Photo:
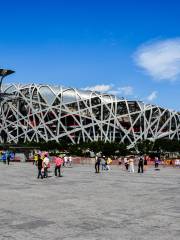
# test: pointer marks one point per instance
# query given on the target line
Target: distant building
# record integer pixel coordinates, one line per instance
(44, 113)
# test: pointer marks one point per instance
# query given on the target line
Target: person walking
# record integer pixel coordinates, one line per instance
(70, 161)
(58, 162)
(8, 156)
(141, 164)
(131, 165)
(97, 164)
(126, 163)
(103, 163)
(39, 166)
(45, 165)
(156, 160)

::::::::::

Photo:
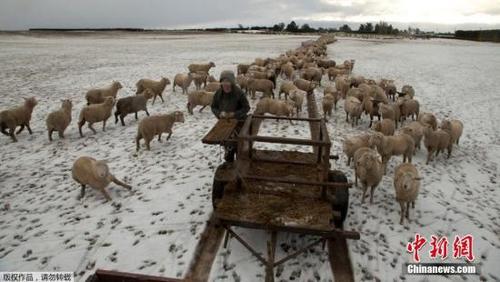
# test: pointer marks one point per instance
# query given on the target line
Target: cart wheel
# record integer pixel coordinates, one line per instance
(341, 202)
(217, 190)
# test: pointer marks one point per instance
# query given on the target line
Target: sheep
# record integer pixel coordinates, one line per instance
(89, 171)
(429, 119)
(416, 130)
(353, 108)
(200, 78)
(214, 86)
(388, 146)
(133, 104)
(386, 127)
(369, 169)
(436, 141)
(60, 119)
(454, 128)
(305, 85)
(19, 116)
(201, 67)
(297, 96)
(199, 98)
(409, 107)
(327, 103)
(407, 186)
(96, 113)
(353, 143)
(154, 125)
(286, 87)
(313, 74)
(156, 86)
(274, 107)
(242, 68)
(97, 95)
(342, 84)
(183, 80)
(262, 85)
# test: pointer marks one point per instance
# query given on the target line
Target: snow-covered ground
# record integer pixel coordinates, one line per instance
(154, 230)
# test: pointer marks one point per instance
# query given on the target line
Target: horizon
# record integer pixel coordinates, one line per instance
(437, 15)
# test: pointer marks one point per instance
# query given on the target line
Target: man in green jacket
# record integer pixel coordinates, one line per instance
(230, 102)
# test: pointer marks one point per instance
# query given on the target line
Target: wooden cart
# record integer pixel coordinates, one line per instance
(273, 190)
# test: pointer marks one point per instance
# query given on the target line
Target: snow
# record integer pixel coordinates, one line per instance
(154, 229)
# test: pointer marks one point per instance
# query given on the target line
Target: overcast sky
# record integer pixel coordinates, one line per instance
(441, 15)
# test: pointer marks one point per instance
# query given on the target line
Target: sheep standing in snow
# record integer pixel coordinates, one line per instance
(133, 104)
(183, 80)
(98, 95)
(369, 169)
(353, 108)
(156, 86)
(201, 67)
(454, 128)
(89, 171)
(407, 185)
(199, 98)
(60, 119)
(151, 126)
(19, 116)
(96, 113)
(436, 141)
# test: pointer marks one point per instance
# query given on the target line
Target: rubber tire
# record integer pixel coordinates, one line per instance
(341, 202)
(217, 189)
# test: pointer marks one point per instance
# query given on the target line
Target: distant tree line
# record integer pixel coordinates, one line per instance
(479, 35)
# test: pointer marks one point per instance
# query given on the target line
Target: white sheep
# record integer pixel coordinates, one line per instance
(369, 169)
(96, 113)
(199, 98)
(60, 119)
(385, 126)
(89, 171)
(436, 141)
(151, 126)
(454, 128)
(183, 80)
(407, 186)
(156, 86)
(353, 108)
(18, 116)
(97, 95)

::::::::::

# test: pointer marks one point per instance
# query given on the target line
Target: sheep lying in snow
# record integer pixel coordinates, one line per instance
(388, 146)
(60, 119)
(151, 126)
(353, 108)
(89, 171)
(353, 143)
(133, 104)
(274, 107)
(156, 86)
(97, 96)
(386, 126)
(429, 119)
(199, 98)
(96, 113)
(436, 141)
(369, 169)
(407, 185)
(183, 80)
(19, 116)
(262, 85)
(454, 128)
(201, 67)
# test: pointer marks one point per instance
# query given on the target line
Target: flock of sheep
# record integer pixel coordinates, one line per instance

::::::::::

▶ What to produce: Show each line in the records above that contains the word "distant", treating uppercase and lowercase as different.

▶ Final result:
Target: distant building
Target: distant tree line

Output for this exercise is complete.